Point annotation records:
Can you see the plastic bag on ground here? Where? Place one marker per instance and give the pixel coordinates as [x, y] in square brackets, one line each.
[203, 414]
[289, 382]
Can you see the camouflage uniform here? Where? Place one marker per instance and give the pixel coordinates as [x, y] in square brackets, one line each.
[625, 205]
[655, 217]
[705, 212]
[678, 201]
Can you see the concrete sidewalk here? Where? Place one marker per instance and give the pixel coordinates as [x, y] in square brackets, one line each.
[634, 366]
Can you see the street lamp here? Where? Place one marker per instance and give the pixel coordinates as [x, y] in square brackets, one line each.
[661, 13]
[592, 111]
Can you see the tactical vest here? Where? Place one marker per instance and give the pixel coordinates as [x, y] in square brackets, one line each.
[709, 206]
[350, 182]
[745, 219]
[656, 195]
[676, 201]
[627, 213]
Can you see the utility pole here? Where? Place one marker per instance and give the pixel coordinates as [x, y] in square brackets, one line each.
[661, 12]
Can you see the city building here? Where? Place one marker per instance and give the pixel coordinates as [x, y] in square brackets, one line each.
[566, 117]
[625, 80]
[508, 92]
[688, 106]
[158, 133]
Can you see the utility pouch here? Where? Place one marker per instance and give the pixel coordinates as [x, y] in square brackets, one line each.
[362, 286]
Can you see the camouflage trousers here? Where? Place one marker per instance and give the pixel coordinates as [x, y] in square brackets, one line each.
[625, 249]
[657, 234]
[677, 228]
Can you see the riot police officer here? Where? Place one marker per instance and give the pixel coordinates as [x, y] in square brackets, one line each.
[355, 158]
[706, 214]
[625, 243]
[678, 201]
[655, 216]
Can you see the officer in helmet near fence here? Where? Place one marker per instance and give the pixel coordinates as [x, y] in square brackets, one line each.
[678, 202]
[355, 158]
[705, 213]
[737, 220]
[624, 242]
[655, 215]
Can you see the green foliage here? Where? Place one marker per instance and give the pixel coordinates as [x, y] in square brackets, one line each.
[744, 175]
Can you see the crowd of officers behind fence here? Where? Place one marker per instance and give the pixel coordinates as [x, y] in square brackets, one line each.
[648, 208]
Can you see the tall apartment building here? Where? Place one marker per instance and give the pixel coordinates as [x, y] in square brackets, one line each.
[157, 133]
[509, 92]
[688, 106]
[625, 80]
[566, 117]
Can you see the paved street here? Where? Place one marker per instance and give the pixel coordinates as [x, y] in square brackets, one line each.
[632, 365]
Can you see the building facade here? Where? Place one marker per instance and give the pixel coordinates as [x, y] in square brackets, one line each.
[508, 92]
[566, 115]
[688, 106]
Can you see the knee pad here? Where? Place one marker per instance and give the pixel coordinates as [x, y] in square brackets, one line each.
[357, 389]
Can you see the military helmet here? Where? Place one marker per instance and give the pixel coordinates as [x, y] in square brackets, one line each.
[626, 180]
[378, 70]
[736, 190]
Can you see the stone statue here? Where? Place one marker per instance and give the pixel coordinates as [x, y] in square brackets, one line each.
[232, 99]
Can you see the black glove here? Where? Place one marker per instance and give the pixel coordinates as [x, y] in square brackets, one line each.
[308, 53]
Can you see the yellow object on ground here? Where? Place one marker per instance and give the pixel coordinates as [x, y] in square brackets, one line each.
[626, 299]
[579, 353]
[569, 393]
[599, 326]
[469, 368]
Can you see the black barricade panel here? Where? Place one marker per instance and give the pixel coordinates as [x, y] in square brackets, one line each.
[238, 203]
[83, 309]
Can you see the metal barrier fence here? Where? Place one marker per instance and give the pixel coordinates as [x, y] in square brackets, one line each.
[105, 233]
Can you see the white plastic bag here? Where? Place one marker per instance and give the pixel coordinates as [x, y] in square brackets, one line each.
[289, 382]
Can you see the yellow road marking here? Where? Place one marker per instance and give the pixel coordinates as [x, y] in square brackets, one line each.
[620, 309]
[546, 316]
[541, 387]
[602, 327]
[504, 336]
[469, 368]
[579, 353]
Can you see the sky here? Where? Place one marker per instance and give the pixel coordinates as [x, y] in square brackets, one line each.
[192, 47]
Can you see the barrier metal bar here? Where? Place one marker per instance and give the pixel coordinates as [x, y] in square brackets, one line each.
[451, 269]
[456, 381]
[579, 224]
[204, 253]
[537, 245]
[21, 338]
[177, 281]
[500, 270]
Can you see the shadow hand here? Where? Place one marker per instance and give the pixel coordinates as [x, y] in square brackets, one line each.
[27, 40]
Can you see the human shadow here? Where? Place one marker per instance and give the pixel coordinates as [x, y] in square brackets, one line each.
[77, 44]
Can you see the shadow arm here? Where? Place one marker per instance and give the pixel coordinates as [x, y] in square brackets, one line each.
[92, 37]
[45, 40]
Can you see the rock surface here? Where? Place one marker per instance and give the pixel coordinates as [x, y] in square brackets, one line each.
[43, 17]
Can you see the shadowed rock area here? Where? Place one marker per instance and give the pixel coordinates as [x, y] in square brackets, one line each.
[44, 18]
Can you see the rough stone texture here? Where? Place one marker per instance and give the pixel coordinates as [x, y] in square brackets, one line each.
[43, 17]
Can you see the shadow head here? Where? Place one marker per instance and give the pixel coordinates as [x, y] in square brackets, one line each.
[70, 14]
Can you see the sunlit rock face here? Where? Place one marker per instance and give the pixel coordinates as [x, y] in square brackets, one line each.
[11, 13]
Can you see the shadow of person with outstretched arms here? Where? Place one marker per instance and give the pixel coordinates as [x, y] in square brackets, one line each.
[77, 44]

**TASK TO COMPLETE**
Reproduce every record, matching each line exactly.

**ANSWER TO THIS PROBLEM**
Can you see the plastic bag on ground here? Where? Place one marker per instance and give the pixel coordinates as [x, y] in square brackets, one line each.
[203, 414]
[289, 382]
Can you see the camouflage uniform here? Where? Place one marker per instance and give the pixel coordinates as [x, y] in square brackets, one line each.
[625, 205]
[655, 217]
[705, 212]
[678, 201]
Can you see the concrete sidewalk here? Where? Place one marker per instance and give the pixel coordinates as [x, y] in square brackets, one line each.
[634, 366]
Can you see the street lamp here? Where? Place one marker per instance and give the pixel coordinates as [x, y] in square brackets, one line each.
[661, 13]
[592, 111]
Can you see the tactical vest here? Where? Place one marker per instance and give the pixel coordinates as [x, y] in square brackets, one line each.
[709, 206]
[350, 182]
[745, 219]
[656, 195]
[676, 201]
[627, 213]
Can you see the utility pole here? Where? Place one marker per instance and give the pixel coordinates as [x, y] in square brackets, one line each.
[661, 12]
Can you see the city building here? Where? Place one marker per instance and give the pixel coordinates as [x, y] in square brackets, one line each.
[566, 117]
[625, 80]
[508, 92]
[688, 106]
[158, 133]
Can you see the utility pouch here? Where? Place one marker per instance and give the pixel coordinates as [x, y] in square brackets, one line each.
[362, 286]
Can you see the camouflage trousers here? Where? Place one marker per instance and give the pixel coordinates as [x, y] in square brackets, one line each.
[625, 249]
[657, 234]
[677, 228]
Can you see the riot police officer here? Where? Place one marker per instance and give the pixel coordinates as [x, y] in square brackets, one line each.
[355, 158]
[706, 214]
[625, 243]
[678, 201]
[655, 216]
Can you see the officer in helmet near fence here? Where? Place one marker per instance and give the pixel coordinates as [x, y] in square brackets, one line each.
[678, 202]
[355, 158]
[705, 213]
[737, 220]
[624, 242]
[655, 215]
Can you see the green foliage here? Where? Place one marker per instance and give the pixel coordinates as [x, y] in square brackets, one line each.
[744, 175]
Can you see the crowd of officers behind fence here? Where? Place one marker per instance and give the pixel coordinates as [x, y] in square brackets, one line each.
[648, 208]
Can you see the tall apartment building here? Where? Place one marker per instance and give the pixel coordinates as [x, y] in square brackets, one line each.
[157, 133]
[509, 92]
[688, 106]
[625, 80]
[566, 117]
Can you see the paved street here? Where? Place one marker per instance and give the pixel coordinates as [x, y] in square brackets, one line each.
[632, 365]
Can you see the building facade here? Where? Place one marker per instance and give the pixel coordinates as [x, y] in square brackets, one line each.
[508, 92]
[566, 115]
[688, 106]
Can you see the knee pad here? Where? Place one marker per instance and give the pixel coordinates as [x, y] in square brackets, one line each.
[357, 389]
Can you see the military helmet here? Where? Place one marker per instance and give the pixel coordinates as [x, y] in square brackets, one line each.
[626, 180]
[378, 70]
[736, 190]
Can you see the stone statue here? Where? Place one marker per instance and give the pixel coordinates as [x, y] in square brackets, one line each.
[232, 99]
Can you see the black glove here? Where? Place one marker per instance and give the pixel coordinates as [x, y] in square brackets, one line each.
[308, 53]
Can you see the yellow object on ground here? Where? Place one marker per instance and give the pixel coordinates as [x, y] in square brackets, one line each.
[626, 299]
[579, 353]
[569, 393]
[599, 326]
[469, 368]
Can you see the black barricade panel here? Where? Place one marker per instance and give the pixel coordinates as [x, y] in square brackets, one line each.
[238, 203]
[83, 309]
Can you see the metal barrier fence here? Where? Place one marker per instance and give the pixel coordinates as [x, y] in square brackets, one line each.
[105, 233]
Can you see the white plastic bag here? Where? Place one marker per instance and give the pixel coordinates as [x, y] in square brackets, one line each.
[289, 382]
Can you see the yellow road marking here? Where? Place one marker per instance and give the pixel coordinates as [x, y] in square brackets, one line each.
[620, 309]
[546, 316]
[541, 387]
[602, 327]
[504, 336]
[469, 368]
[579, 353]
Can you see the sky here? Where? Place one marker per instance and give the pixel coordinates as [x, y] in square brackets, one line each.
[192, 47]
Can you see the barrier metal bar here? Where? Place one marker per instance and give the pixel coordinates as [x, y] in square brackets, one line each.
[451, 269]
[456, 381]
[579, 224]
[204, 253]
[537, 245]
[21, 338]
[177, 281]
[500, 270]
Can you see the shadow hand here? Where? Place one marker per instance and give the pixel coordinates as [x, y] in square brackets, one line each.
[27, 40]
Can you see the human shadow here? Where? Place one marker per instance and give the pixel coordinates as [x, y] in square brackets, one line each.
[77, 44]
Can you see the shadow arm here? Where? Place one marker per instance and give the pixel coordinates as [x, y] in square brackets, one line each.
[92, 37]
[45, 40]
Can you see the rock surface here? Where? Place one marker per instance and give the pixel coordinates as [x, y] in square brackets, one line each.
[43, 17]
Can you see the shadowed rock area here? Where? Place one marker per instance and give the pixel coordinates as [x, y] in square brackets, one line each.
[44, 18]
Can you see the rough stone texture here? Where? Place one marker per instance and give the pixel coordinates as [x, y] in square brackets, one line each.
[43, 17]
Can you see the shadow head here? Where? Place one marker per instance and give the pixel coordinates as [x, y] in square brackets, one line each.
[70, 14]
Can you see the sunlit rock face here? Where? Place one marker per instance and give the pixel coordinates as [x, y] in square brackets, one line each.
[11, 13]
Can you see the shadow of person with outstretched arms here? Where? Place one marker per instance and give the pixel coordinates as [x, y] in square brackets, one line each.
[77, 44]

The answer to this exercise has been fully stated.